#### RECORD SET ####

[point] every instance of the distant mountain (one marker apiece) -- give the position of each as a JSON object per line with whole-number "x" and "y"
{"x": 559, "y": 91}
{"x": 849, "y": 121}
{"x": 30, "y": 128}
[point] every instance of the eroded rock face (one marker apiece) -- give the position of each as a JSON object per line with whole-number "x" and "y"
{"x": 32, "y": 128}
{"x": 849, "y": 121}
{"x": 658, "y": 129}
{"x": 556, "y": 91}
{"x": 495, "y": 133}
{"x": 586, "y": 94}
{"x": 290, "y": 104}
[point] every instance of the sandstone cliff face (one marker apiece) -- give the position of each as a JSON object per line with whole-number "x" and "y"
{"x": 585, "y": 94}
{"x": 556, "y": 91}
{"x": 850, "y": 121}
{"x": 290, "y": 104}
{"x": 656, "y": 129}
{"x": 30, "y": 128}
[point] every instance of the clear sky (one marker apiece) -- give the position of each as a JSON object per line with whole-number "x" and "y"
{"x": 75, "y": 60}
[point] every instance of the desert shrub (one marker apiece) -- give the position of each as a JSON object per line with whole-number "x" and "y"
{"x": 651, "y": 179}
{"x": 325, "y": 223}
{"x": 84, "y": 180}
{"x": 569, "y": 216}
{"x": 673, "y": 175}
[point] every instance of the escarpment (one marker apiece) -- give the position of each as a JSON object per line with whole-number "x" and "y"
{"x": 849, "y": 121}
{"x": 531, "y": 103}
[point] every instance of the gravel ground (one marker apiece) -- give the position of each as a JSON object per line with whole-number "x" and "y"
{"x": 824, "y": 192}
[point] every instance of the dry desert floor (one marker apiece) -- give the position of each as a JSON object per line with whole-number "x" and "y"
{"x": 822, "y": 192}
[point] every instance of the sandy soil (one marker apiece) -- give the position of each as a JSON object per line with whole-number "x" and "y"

####

Return all the data exactly as given.

[point] every instance of the distant mountain (one marker apiece) -- give the position of each as a JSON object per line with whole-number "x" and "y"
{"x": 559, "y": 91}
{"x": 849, "y": 121}
{"x": 30, "y": 128}
[point] every instance of the eroded rock face (one marker apiece) -- give the position of each as a JSON object per line with whole-number "x" and "y"
{"x": 32, "y": 128}
{"x": 849, "y": 121}
{"x": 658, "y": 129}
{"x": 556, "y": 91}
{"x": 495, "y": 133}
{"x": 586, "y": 94}
{"x": 290, "y": 104}
[point] every instance of the sandstone cliff face (one marker apiece) -- give the position of each as a JSON object per line with whole-number "x" and "y"
{"x": 585, "y": 94}
{"x": 556, "y": 91}
{"x": 850, "y": 121}
{"x": 290, "y": 104}
{"x": 656, "y": 129}
{"x": 30, "y": 128}
[point] every instance of the clear sky (one marker apiece) -- give the position of each as a JSON object per line with whole-number "x" and "y"
{"x": 75, "y": 60}
[point] every instance of the desert shrub (one marker apiece) -- give the position of each as a JSON object per line with whole-number "x" and "y"
{"x": 651, "y": 179}
{"x": 325, "y": 223}
{"x": 84, "y": 180}
{"x": 569, "y": 216}
{"x": 673, "y": 175}
[point] every instance of the escarpment (one marker apiece) -- give the position of each as a JSON object per line with whole-number "x" and "y"
{"x": 849, "y": 121}
{"x": 531, "y": 103}
[point] every instance of the gravel ground (one marker apiece) -- give the position of each as a JSON object per line with whole-number "x" and "y"
{"x": 824, "y": 192}
[point] every instance of the dry desert floor (one marker apiece) -- give the position of each as a JSON object per line with whole-number "x" and "y"
{"x": 822, "y": 192}
[point] every instance of the sandy soil (one marker apiece) -- give the position of each as a JSON object per line with whole-number "x" and "y"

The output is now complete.